Description of the task >>
Write out again only the lines running from the one that contains "Q: Point to the sky" to the end of the records below, including both the first and the last.
_ _ _
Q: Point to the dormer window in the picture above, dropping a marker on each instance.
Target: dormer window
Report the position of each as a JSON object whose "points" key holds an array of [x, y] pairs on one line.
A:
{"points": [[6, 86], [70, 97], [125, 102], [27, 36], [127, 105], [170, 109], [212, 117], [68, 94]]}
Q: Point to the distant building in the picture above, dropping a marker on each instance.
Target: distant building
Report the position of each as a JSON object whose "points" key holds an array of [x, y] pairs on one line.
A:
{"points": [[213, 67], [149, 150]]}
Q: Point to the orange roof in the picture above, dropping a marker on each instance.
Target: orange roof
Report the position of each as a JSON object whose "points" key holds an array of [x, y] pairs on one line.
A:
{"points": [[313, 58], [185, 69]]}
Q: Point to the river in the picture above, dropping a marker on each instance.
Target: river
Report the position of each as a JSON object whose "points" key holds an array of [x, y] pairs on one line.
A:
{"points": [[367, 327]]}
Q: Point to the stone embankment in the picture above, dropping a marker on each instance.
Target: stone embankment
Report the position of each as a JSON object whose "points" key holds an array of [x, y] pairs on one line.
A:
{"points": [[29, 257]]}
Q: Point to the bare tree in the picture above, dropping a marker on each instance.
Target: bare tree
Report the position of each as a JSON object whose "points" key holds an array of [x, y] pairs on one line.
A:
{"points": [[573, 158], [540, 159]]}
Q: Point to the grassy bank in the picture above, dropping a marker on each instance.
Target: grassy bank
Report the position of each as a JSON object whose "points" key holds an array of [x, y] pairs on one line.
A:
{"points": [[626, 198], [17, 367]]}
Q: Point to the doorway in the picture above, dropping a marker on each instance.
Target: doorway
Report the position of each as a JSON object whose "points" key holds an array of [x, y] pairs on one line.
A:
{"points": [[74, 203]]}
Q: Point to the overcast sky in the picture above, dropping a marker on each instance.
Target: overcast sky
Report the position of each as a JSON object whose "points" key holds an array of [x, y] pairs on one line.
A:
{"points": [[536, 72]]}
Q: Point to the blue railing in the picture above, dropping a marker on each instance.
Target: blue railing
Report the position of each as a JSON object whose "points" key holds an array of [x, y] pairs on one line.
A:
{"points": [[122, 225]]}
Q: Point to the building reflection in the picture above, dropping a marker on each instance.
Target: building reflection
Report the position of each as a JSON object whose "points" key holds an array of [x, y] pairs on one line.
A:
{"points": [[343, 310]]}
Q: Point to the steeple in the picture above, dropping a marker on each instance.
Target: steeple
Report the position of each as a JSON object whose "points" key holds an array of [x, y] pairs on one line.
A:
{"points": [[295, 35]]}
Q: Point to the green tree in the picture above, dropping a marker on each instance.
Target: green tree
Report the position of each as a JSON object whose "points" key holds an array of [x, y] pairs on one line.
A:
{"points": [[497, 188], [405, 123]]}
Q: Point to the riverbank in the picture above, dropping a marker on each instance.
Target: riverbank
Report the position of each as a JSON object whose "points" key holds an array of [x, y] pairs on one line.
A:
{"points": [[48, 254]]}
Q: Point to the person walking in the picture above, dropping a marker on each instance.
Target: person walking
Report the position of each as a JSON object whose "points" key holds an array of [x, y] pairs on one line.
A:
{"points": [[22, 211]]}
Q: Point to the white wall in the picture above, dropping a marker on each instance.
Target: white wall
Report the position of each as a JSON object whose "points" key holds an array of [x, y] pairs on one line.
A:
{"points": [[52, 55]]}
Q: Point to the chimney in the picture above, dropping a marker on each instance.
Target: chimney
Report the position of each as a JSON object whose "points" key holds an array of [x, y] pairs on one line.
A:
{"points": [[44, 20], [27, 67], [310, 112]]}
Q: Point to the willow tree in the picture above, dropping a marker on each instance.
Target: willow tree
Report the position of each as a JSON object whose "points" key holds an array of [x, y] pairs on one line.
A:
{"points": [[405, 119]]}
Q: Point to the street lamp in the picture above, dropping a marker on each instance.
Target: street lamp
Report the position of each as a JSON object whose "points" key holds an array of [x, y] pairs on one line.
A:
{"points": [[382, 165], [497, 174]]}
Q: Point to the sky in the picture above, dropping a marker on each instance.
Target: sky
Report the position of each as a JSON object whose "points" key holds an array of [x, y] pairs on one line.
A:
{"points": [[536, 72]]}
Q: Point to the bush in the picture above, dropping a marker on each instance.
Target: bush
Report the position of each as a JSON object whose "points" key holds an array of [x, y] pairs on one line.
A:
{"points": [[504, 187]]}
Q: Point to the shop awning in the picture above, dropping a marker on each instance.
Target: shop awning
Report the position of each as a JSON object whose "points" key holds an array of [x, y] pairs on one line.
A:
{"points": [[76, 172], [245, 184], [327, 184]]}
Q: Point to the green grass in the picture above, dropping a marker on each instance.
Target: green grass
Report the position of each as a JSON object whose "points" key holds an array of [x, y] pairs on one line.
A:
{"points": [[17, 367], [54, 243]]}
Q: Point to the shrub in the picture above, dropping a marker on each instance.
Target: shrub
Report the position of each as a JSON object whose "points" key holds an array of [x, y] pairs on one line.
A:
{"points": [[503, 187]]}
_ _ _
Answer for this exercise >>
Q: Point to the sky in the picture above, dropping a marker on each instance.
Target: sky
Report the position of each as a JSON object whose "points" key holds an array of [x, y] pairs on one line.
A:
{"points": [[536, 72]]}
Q: Point to the bush in the picture above, dropping a marker on each instance.
Target: bush
Report the position of each as a JSON object whose "points" key holds an array of [x, y] pairs on one line.
A:
{"points": [[504, 187]]}
Q: Point to the shop awning in the picture above, dropping a marker on each instance.
Target: shop awning
Report the position of each as a JSON object whose "points" key holds an array of [x, y] pairs on one line.
A:
{"points": [[76, 172], [245, 184], [327, 184]]}
Q: Point to the green grass in the picture above, dropping a marker on each instance.
Target: green grass
Report the position of each as a JSON object whose "points" key holds an array of [x, y] pairs on one line.
A:
{"points": [[17, 367], [54, 243]]}
Q: Point to the shrub in the picture above, dropping a marker on each instance.
Target: shrub
Report the position of each as a JSON object whose "points" key holds an array of [x, y] pairs on one line.
A:
{"points": [[503, 187]]}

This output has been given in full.